*SOURCE EXTRACT*
Extinct genus of reptiles

Miodentosaurus is a genus of thalattosaurian (a type of extinct marine reptile) from the Late Triassic of China. It is one of several thalattosaurs found in the Xiaowa Formation, also known as the Wayao Member of the Falang Formation. The genus name "Miodentosaurus" translates to "Few toothed-lizard" while the species name "brevis" means "short", in reference to its short snout.

== Description ==
Miodentosaurus is a thalattosaur, a group of marine reptiles with long, paddle-like tails and short legs with independently movable digits. It was a large member of the group, with a complete specimen measuring 4.4 m long. Miodentosaurus is specifically an Askeptosauroid, a specific group of thalattosaurs with rather straight snouts. Despite being closely related to Askeptosaurus (a thalattosaur with a very long and toothy snout), Miodentosaurus had a quite short snout (shorter than the rest of the head) with only a few conical teeth on the premaxillae and dentaries. Although this snout configuration is not known in any other thalattosaurians, Miodentosaurus does share a number of other features with Askeptosauroids, such as having 10 neck vertebrae and a large pineal foramen.

Apart from its unique cranial features, Miodentosaurus also has characteristically flat front claws and the two specimens known were both more than four meters long, making it one of the largest thalattosaurs known.

== History and specimens ==
The holotype of Miodentosaurus brevis, NMNS 004727 / F003960, is a well-preserved and fairly complete articulated skeleton. It was discovered in the Carnian-age Xiaowa Formation (or Wayao Member of the Falang Formation) of China, where other thalattosaurs as Anshunsaurus huangguoshuensis and Concavispina biseridens were found. The skull and mandibles were the first elements described in 2007, while the postcranial skeleton was described in 2009.

*EXERCISE REQUIREMENTS*
Copy out the Miodentosaurus text word for word and in full. The records that come next are separate material and have no connection to the Miodentosaurus text.

*PROVIDED INFORMATION*
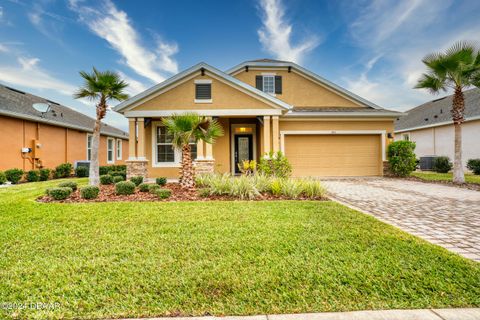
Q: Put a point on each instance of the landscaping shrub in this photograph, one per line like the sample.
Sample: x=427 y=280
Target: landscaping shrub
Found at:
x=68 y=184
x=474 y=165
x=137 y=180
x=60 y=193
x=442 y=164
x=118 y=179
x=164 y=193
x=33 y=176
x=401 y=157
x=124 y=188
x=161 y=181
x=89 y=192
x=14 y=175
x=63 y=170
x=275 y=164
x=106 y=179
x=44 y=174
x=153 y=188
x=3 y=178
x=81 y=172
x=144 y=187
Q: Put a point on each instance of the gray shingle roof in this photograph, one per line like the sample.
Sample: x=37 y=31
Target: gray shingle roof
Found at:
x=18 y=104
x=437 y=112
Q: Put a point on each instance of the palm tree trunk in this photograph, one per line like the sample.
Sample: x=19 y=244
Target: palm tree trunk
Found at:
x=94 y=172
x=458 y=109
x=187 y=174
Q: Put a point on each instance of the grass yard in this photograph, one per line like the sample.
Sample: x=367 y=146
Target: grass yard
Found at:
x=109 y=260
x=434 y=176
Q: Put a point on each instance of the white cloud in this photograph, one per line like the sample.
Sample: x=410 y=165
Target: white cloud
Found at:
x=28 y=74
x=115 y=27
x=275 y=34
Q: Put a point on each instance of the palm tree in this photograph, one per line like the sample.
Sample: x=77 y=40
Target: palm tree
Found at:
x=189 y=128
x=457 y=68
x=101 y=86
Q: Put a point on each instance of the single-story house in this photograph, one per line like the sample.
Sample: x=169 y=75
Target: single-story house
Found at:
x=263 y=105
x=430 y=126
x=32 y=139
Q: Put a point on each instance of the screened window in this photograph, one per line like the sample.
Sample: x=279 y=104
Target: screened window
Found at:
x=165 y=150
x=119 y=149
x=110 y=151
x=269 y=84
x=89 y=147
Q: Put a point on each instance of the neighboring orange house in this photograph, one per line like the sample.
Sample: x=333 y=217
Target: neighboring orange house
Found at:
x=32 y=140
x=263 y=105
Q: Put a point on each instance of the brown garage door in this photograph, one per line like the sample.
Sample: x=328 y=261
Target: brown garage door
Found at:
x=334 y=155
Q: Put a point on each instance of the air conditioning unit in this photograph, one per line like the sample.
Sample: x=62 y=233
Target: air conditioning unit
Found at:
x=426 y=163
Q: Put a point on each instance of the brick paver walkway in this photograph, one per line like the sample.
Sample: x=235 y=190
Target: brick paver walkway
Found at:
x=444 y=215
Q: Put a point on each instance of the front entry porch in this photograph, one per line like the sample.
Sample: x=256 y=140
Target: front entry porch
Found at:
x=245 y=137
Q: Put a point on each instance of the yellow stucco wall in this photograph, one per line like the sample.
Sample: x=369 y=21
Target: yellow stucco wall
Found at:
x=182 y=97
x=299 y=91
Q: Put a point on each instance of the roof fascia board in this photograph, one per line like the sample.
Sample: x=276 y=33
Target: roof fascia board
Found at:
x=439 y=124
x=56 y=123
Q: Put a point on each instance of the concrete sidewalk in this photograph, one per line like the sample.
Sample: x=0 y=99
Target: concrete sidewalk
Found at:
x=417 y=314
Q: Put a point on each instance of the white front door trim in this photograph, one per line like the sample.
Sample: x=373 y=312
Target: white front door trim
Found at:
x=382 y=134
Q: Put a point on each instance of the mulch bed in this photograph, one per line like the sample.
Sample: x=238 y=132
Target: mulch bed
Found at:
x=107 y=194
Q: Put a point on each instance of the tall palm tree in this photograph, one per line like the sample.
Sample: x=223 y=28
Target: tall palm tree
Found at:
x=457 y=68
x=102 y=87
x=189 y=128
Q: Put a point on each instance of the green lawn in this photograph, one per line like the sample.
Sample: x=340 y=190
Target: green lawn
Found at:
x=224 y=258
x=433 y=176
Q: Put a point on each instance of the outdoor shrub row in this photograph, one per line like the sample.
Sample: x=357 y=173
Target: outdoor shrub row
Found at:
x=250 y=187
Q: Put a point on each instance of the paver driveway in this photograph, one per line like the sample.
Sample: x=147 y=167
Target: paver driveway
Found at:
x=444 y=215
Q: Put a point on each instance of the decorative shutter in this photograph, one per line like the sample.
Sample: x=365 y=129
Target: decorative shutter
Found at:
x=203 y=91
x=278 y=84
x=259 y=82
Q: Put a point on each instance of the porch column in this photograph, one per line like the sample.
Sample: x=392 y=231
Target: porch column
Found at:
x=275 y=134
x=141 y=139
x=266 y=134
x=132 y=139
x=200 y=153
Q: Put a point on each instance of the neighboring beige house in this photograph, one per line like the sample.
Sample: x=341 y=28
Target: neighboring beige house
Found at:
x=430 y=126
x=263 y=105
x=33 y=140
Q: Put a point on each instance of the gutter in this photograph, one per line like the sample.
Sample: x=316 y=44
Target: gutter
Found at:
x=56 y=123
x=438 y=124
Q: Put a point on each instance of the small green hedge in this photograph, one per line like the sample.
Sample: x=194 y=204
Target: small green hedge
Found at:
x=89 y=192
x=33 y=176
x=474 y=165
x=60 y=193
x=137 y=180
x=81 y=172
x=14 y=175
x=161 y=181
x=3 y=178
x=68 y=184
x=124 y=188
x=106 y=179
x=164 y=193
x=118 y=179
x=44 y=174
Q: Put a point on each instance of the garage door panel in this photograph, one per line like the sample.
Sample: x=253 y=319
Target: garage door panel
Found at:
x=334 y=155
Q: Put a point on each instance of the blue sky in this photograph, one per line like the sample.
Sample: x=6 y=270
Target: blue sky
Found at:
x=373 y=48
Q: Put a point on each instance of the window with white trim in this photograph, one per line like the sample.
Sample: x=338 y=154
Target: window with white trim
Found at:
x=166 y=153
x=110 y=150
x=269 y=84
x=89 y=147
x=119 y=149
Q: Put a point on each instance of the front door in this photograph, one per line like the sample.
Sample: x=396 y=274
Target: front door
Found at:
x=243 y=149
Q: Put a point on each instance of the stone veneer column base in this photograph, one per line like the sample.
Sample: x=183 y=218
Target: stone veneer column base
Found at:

...

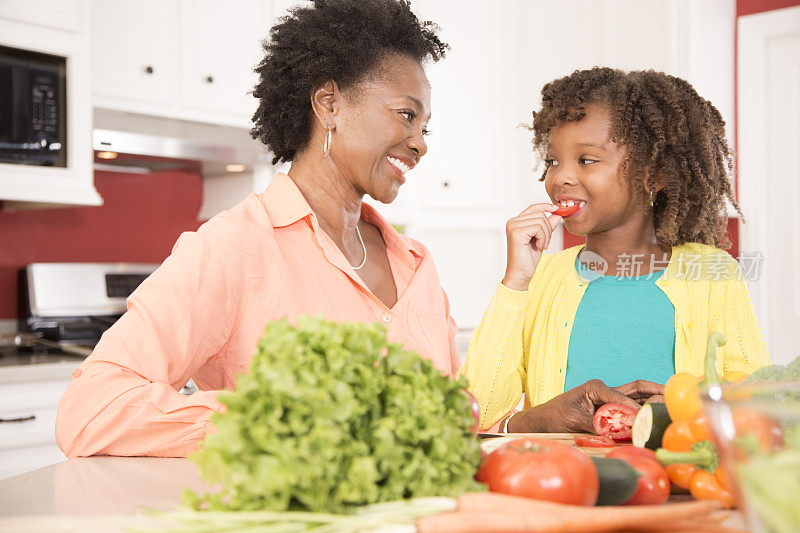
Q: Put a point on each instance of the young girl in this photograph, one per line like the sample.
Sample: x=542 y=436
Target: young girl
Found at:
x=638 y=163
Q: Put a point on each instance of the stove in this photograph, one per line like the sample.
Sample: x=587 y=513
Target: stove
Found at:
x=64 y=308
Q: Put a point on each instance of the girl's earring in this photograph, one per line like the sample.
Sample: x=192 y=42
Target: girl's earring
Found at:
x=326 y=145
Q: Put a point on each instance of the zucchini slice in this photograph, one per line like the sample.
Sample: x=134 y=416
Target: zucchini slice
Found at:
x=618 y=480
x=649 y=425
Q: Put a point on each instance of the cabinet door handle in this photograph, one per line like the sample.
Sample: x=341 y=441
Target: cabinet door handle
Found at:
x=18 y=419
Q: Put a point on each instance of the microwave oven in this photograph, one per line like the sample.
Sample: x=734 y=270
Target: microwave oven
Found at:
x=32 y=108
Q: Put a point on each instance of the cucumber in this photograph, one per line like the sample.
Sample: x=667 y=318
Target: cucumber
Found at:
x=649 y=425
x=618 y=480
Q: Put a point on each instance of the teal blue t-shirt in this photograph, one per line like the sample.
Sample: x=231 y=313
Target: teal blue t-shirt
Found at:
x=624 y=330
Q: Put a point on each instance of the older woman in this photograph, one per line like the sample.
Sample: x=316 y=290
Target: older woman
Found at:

*TASK ANSWER*
Extinct genus of reptiles

Miodentosaurus is a genus of thalattosaurian (a type of extinct marine reptile) from the Late Triassic of China. It is one of several thalattosaurs found in the Xiaowa Formation, also known as the Wayao Member of the Falang Formation. The genus name "Miodentosaurus" translates to "Few toothed-lizard" while the species name "brevis" means "short", in reference to its short snout.

== Description ==
Miodentosaurus is a thalattosaur, a group of marine reptiles with long, paddle-like tails and short legs with independently movable digits. It was a large member of the group, with a complete specimen measuring 4.4 m long. Miodentosaurus is specifically an Askeptosauroid, a specific group of thalattosaurs with rather straight snouts. Despite being closely related to Askeptosaurus (a thalattosaur with a very long and toothy snout), Miodentosaurus had a quite short snout (shorter than the rest of the head) with only a few conical teeth on the premaxillae and dentaries. Although this snout configuration is not known in any other thalattosaurians, Miodentosaurus does share a number of other features with Askeptosauroids, such as having 10 neck vertebrae and a large pineal foramen.

Apart from its unique cranial features, Miodentosaurus also has characteristically flat front claws and the two specimens known were both more than four meters long, making it one of the largest thalattosaurs known.

== History and specimens ==
The holotype of Miodentosaurus brevis, NMNS 004727 / F003960, is a well-preserved and fairly complete articulated skeleton. It was discovered in the Carnian-age Xiaowa Formation (or Wayao Member of the Falang Formation) of China, where other thalattosaurs as Anshunsaurus huangguoshuensis and Concavispina biseridens were found. The skull and mandibles were the first elements described in 2007, while the postcranial skeleton was described in 2009.